═════ PROVIDED MATERIAL ═════

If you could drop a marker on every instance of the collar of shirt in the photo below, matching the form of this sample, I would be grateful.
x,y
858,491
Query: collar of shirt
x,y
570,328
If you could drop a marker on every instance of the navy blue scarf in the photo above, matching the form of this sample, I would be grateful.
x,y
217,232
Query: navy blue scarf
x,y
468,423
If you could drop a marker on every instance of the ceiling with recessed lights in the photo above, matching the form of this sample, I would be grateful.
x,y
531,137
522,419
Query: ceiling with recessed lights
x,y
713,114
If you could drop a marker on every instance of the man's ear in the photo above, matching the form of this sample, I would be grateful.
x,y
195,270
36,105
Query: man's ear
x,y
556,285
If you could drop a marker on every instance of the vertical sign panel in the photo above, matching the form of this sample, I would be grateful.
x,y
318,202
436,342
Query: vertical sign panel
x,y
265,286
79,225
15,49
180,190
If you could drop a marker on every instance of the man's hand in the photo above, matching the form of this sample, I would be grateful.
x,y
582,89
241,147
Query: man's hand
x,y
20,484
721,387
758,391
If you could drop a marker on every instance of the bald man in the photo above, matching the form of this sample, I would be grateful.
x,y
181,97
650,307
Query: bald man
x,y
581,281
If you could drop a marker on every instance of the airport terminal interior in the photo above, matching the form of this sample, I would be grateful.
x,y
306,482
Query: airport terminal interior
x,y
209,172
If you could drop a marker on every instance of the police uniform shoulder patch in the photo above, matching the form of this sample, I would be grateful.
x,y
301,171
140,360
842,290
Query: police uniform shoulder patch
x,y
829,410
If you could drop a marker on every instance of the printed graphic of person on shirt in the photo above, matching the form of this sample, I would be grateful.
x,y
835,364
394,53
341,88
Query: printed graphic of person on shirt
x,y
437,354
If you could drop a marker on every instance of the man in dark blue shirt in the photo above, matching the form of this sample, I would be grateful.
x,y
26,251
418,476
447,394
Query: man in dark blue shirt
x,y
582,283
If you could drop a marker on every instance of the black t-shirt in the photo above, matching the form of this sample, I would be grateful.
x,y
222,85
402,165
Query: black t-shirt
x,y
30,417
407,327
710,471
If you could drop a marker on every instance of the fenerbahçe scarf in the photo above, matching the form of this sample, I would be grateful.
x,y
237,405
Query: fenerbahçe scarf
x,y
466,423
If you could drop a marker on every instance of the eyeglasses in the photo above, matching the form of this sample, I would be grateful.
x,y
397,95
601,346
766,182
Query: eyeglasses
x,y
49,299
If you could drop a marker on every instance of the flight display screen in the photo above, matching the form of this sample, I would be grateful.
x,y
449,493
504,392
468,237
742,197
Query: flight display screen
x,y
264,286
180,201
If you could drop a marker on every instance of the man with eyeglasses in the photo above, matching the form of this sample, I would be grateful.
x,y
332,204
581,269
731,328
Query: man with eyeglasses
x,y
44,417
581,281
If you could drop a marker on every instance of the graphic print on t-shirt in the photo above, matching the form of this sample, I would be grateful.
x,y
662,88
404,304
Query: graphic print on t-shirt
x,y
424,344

═════

YOUR INSTRUCTIONS – Reproduce all of the data above verbatim, without changing a single character.

CORRECT OUTPUT –
If you could drop a marker on every instance of the collar of shirt in the photo below, matching the form of this sample, I would be grateful.
x,y
858,491
Query: collar of shirt
x,y
570,328
If you could drop a marker on every instance of the navy blue scarf in the photo above, matching the form of this sample, I would be grateful.
x,y
217,232
Query: navy blue scarf
x,y
468,423
If you could drop a marker on every instance of the ceiling with recessed lights in the photo above, matching the form of this sample, I would be grateful.
x,y
531,137
522,419
Query: ceiling with recessed lights
x,y
713,114
If you could drop a marker on every instance of the man's ear in the photo above, matching the form of this sample, I would be grateful.
x,y
195,270
36,105
Query: man's ear
x,y
556,285
If you could drop a marker on every instance of the vertical sign panel in the photo above, matching the form of this sample, I would be grateful.
x,y
318,202
436,342
Query: vertical sign panel
x,y
265,286
79,225
15,49
180,190
If you could drop a marker on every instance of the man's hand in the photo above, matching the form of this sample, I would be grateful.
x,y
582,89
241,147
Query: man's hand
x,y
20,484
721,387
758,391
If you could drop a marker on every instance of the bald man in the photo above, matching the form of this sample, I would be grateful.
x,y
181,97
650,307
Query: bald man
x,y
581,281
If you could drop a marker on every instance of the airport terminal interior in the photo above, matching the form of this sample, I would be grateful.
x,y
306,482
Query: airport terminal interior
x,y
209,172
If you could drop a marker on every instance of the police uniform shoulder patch in the photo above, matching the form of this sample, I would be grateful.
x,y
301,171
140,360
842,290
Query: police uniform shoulder patch
x,y
829,410
If you could drop a marker on every instance of the printed graphic of person on shirt in the photo above, matching the form of this sample, I would be grateful.
x,y
835,364
394,53
341,88
Query: printed graphic of person on shirt
x,y
437,354
If you could drop a marker on every instance of the man in dark blue shirt in the photo above, matching the form of this sample, I would be grateful.
x,y
26,251
418,476
447,394
Query: man in dark blue shirt
x,y
582,283
If you could drop a marker on every instance of the black t-shirt in the photo above, matching the form of this sample, I would be grateful.
x,y
222,85
402,165
Query: black t-shirt
x,y
30,417
407,327
710,471
If you could drop a marker on every instance of the fenerbahçe scarf in the photo above, matching the form of this sample, I would be grateful.
x,y
237,405
Query: fenerbahçe scarf
x,y
466,423
If you could drop a marker on every instance of the eyeglasses in the photo above, matching the form of this sample, I would be grateful.
x,y
397,95
601,346
766,182
Query: eyeglasses
x,y
49,299
If you could drop a marker on every instance of the flight display screen in the photo above, matching the form of this sample, I would be grateful.
x,y
449,493
504,392
468,237
742,197
Query: flight display screen
x,y
264,286
180,201
If you could drop a marker on every instance of the man with eyeglasses in the photo above, matching the form of this sample, I would be grateful.
x,y
332,204
581,269
731,328
Query: man with eyeglasses
x,y
44,417
581,281
If you could drop a marker on every instance of the graphic print on t-shirt in the photo above, matching the form of this sample, I would be grateful.
x,y
662,88
404,304
Query: graphic print on t-shirt
x,y
424,344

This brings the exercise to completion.